> SHORT PROBLEM: Pick out every line in the listing below that contains the word "street", and copy each such line in full.

> RECORDS FOR THIS TASK:
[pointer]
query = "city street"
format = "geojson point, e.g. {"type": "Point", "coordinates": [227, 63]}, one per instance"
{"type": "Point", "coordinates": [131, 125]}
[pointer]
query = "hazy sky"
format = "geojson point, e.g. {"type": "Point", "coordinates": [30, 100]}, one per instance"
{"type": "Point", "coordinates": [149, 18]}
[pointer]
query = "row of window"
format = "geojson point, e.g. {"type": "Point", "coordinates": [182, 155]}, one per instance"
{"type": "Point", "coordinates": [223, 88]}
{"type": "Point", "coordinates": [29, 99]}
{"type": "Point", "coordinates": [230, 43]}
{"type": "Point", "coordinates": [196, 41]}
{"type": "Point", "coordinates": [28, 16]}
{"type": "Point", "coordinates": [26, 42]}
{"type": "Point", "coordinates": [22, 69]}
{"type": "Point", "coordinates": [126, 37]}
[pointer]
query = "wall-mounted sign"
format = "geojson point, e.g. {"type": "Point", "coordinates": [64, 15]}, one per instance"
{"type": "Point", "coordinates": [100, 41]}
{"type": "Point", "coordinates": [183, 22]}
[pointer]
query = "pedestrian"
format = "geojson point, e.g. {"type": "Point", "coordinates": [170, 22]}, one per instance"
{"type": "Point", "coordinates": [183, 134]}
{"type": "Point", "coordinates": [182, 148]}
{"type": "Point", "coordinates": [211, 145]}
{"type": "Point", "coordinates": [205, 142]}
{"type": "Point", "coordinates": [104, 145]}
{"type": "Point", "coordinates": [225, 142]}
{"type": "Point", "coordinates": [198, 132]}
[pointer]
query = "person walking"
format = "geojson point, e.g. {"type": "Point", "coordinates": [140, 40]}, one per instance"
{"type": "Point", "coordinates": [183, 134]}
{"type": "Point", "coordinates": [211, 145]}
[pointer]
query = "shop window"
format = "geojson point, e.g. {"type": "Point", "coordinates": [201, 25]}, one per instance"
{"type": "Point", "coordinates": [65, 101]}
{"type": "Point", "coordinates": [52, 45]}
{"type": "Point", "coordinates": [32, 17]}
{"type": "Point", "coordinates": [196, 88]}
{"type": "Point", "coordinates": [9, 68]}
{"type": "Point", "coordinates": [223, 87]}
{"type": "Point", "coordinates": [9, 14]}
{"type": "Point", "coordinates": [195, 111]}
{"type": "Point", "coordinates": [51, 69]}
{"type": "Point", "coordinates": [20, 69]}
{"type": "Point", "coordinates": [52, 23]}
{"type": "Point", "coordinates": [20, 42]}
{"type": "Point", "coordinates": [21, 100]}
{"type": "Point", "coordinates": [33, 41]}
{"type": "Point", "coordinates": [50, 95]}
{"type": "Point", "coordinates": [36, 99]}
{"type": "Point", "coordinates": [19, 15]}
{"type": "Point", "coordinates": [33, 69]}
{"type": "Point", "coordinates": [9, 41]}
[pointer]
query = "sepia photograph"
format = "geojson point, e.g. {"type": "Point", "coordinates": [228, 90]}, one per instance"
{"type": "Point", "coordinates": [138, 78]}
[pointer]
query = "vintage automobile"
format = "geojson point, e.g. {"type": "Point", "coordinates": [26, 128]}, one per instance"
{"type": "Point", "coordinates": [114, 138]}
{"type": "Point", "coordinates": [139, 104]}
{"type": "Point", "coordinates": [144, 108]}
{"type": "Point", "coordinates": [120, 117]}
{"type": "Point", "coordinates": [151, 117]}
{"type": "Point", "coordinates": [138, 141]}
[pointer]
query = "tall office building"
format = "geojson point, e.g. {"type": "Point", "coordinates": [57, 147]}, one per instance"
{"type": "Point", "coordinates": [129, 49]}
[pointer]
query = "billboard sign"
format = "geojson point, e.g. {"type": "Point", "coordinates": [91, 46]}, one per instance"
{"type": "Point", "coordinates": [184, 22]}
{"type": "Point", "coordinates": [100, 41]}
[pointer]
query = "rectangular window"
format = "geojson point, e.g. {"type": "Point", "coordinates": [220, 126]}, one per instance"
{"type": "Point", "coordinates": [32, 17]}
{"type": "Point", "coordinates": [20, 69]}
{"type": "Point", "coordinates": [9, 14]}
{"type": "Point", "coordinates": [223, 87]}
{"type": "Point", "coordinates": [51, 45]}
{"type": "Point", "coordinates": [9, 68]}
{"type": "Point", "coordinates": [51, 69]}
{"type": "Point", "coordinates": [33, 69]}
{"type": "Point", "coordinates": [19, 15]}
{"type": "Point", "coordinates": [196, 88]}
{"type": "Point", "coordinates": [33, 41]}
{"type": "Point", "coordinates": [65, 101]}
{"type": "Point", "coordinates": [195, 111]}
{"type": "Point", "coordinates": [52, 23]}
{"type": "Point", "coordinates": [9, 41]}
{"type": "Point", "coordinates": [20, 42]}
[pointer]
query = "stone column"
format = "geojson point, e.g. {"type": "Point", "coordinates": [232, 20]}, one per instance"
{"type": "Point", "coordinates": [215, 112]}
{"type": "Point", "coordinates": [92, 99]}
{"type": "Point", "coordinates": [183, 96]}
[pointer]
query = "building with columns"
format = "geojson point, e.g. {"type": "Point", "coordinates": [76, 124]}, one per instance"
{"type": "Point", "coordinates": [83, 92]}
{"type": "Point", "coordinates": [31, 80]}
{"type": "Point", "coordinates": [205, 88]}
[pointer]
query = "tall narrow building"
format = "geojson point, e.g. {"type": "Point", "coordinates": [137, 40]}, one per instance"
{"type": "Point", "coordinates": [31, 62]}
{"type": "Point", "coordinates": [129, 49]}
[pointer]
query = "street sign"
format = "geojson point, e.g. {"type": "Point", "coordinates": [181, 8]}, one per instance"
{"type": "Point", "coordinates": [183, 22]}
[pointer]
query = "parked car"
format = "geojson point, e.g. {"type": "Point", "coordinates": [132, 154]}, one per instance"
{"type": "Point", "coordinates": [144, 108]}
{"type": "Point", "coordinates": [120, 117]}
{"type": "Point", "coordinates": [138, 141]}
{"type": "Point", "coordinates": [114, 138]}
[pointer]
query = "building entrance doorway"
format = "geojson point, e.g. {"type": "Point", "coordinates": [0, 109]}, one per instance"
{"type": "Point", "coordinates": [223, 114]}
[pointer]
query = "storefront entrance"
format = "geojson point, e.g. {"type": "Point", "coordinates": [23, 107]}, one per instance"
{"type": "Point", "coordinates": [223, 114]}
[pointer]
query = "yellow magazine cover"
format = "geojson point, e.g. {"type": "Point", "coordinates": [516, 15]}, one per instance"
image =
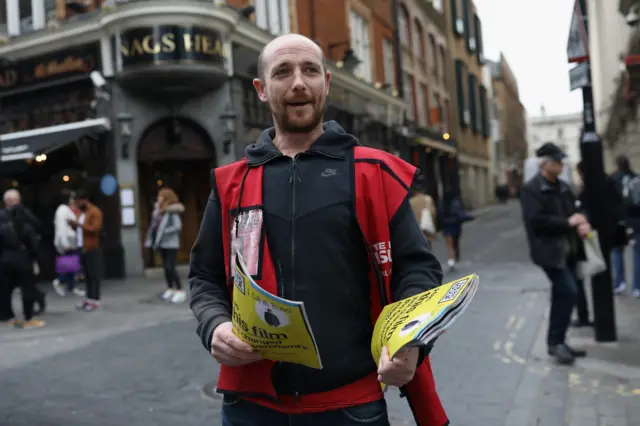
{"type": "Point", "coordinates": [402, 323]}
{"type": "Point", "coordinates": [277, 328]}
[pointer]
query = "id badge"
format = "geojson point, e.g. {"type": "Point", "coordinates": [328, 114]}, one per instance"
{"type": "Point", "coordinates": [246, 240]}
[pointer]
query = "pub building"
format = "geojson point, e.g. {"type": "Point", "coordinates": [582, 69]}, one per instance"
{"type": "Point", "coordinates": [142, 97]}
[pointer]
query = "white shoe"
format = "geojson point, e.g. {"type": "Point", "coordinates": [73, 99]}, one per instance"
{"type": "Point", "coordinates": [57, 286]}
{"type": "Point", "coordinates": [620, 289]}
{"type": "Point", "coordinates": [167, 295]}
{"type": "Point", "coordinates": [179, 296]}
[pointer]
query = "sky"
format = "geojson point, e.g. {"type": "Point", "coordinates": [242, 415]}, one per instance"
{"type": "Point", "coordinates": [532, 35]}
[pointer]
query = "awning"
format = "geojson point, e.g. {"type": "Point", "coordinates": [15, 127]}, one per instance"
{"type": "Point", "coordinates": [436, 145]}
{"type": "Point", "coordinates": [29, 143]}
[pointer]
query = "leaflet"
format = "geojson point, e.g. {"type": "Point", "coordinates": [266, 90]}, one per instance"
{"type": "Point", "coordinates": [277, 328]}
{"type": "Point", "coordinates": [418, 320]}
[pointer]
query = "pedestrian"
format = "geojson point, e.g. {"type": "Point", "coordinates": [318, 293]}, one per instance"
{"type": "Point", "coordinates": [453, 217]}
{"type": "Point", "coordinates": [89, 229]}
{"type": "Point", "coordinates": [18, 262]}
{"type": "Point", "coordinates": [13, 204]}
{"type": "Point", "coordinates": [554, 228]}
{"type": "Point", "coordinates": [65, 242]}
{"type": "Point", "coordinates": [325, 214]}
{"type": "Point", "coordinates": [425, 211]}
{"type": "Point", "coordinates": [163, 235]}
{"type": "Point", "coordinates": [626, 182]}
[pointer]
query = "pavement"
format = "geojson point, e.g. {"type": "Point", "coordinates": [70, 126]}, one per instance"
{"type": "Point", "coordinates": [139, 361]}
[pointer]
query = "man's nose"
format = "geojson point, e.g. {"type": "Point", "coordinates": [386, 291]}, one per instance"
{"type": "Point", "coordinates": [298, 81]}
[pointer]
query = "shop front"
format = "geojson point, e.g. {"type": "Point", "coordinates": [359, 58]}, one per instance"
{"type": "Point", "coordinates": [53, 138]}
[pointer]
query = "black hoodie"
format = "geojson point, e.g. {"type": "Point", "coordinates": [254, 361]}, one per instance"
{"type": "Point", "coordinates": [319, 258]}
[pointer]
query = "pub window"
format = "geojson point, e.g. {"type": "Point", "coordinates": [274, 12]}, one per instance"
{"type": "Point", "coordinates": [273, 16]}
{"type": "Point", "coordinates": [387, 53]}
{"type": "Point", "coordinates": [26, 20]}
{"type": "Point", "coordinates": [360, 44]}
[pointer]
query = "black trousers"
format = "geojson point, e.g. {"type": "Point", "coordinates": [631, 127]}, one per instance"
{"type": "Point", "coordinates": [92, 266]}
{"type": "Point", "coordinates": [169, 259]}
{"type": "Point", "coordinates": [13, 278]}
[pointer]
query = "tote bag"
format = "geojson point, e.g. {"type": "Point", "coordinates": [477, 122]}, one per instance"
{"type": "Point", "coordinates": [67, 264]}
{"type": "Point", "coordinates": [595, 260]}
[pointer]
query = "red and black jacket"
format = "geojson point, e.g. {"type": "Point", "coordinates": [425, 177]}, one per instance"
{"type": "Point", "coordinates": [332, 217]}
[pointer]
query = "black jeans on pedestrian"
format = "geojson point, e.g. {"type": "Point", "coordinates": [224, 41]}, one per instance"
{"type": "Point", "coordinates": [15, 277]}
{"type": "Point", "coordinates": [92, 266]}
{"type": "Point", "coordinates": [169, 260]}
{"type": "Point", "coordinates": [564, 292]}
{"type": "Point", "coordinates": [240, 412]}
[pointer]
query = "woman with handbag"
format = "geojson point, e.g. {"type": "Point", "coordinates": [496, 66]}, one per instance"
{"type": "Point", "coordinates": [65, 242]}
{"type": "Point", "coordinates": [163, 235]}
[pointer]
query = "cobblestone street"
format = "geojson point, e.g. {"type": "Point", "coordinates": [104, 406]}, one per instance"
{"type": "Point", "coordinates": [140, 362]}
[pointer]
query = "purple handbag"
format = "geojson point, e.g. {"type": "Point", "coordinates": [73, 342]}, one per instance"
{"type": "Point", "coordinates": [67, 264]}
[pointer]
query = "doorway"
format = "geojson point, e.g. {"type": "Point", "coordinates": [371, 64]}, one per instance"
{"type": "Point", "coordinates": [177, 154]}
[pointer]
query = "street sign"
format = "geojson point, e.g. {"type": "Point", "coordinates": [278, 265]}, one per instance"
{"type": "Point", "coordinates": [579, 76]}
{"type": "Point", "coordinates": [578, 43]}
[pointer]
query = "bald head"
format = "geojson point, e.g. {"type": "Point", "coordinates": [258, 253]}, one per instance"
{"type": "Point", "coordinates": [11, 197]}
{"type": "Point", "coordinates": [283, 42]}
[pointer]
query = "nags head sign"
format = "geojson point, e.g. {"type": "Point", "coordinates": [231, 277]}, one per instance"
{"type": "Point", "coordinates": [170, 44]}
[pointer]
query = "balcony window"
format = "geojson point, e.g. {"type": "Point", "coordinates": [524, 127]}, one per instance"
{"type": "Point", "coordinates": [273, 16]}
{"type": "Point", "coordinates": [403, 24]}
{"type": "Point", "coordinates": [360, 45]}
{"type": "Point", "coordinates": [387, 53]}
{"type": "Point", "coordinates": [421, 113]}
{"type": "Point", "coordinates": [418, 40]}
{"type": "Point", "coordinates": [409, 99]}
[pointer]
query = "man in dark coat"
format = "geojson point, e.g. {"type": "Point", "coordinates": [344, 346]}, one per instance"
{"type": "Point", "coordinates": [554, 227]}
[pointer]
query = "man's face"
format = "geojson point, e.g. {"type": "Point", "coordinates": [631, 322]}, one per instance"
{"type": "Point", "coordinates": [554, 167]}
{"type": "Point", "coordinates": [295, 85]}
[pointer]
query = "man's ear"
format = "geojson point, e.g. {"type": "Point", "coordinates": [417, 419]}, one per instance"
{"type": "Point", "coordinates": [259, 86]}
{"type": "Point", "coordinates": [327, 82]}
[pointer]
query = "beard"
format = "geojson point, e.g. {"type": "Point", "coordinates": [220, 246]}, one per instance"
{"type": "Point", "coordinates": [305, 124]}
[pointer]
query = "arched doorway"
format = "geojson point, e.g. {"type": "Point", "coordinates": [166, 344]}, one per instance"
{"type": "Point", "coordinates": [176, 153]}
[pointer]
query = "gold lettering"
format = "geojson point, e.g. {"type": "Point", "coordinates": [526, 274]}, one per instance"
{"type": "Point", "coordinates": [8, 78]}
{"type": "Point", "coordinates": [168, 43]}
{"type": "Point", "coordinates": [69, 64]}
{"type": "Point", "coordinates": [150, 46]}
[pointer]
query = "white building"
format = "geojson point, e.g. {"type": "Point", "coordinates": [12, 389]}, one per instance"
{"type": "Point", "coordinates": [563, 130]}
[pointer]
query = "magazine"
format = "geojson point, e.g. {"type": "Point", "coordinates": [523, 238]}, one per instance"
{"type": "Point", "coordinates": [418, 320]}
{"type": "Point", "coordinates": [280, 330]}
{"type": "Point", "coordinates": [277, 328]}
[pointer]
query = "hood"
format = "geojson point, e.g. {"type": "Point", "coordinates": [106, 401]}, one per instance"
{"type": "Point", "coordinates": [334, 142]}
{"type": "Point", "coordinates": [175, 208]}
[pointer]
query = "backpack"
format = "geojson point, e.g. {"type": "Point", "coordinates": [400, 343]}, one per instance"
{"type": "Point", "coordinates": [631, 190]}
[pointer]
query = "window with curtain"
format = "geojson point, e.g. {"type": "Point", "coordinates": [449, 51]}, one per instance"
{"type": "Point", "coordinates": [360, 44]}
{"type": "Point", "coordinates": [387, 53]}
{"type": "Point", "coordinates": [409, 98]}
{"type": "Point", "coordinates": [418, 40]}
{"type": "Point", "coordinates": [273, 16]}
{"type": "Point", "coordinates": [420, 110]}
{"type": "Point", "coordinates": [403, 25]}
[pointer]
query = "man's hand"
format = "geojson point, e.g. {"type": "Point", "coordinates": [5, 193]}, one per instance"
{"type": "Point", "coordinates": [229, 350]}
{"type": "Point", "coordinates": [577, 219]}
{"type": "Point", "coordinates": [399, 370]}
{"type": "Point", "coordinates": [584, 229]}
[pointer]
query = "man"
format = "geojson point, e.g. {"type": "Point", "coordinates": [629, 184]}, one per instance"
{"type": "Point", "coordinates": [628, 215]}
{"type": "Point", "coordinates": [554, 228]}
{"type": "Point", "coordinates": [88, 229]}
{"type": "Point", "coordinates": [331, 212]}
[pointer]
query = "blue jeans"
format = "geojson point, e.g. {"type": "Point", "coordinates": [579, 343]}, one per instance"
{"type": "Point", "coordinates": [240, 412]}
{"type": "Point", "coordinates": [564, 294]}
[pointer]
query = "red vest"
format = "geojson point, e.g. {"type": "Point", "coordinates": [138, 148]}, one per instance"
{"type": "Point", "coordinates": [382, 182]}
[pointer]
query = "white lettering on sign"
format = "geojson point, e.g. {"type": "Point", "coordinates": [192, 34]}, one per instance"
{"type": "Point", "coordinates": [382, 252]}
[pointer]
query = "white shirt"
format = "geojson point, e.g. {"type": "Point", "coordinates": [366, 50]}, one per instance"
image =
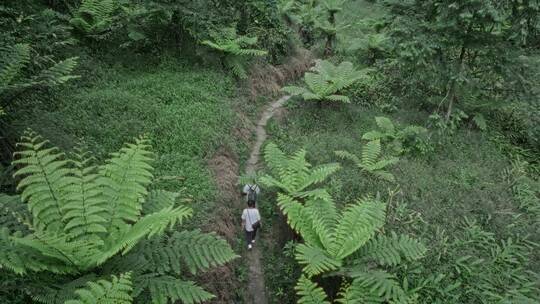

> EXERCISE RESULT:
query = "city street"
query = "street sign"
query = "cobblestone street"
query = "street sign"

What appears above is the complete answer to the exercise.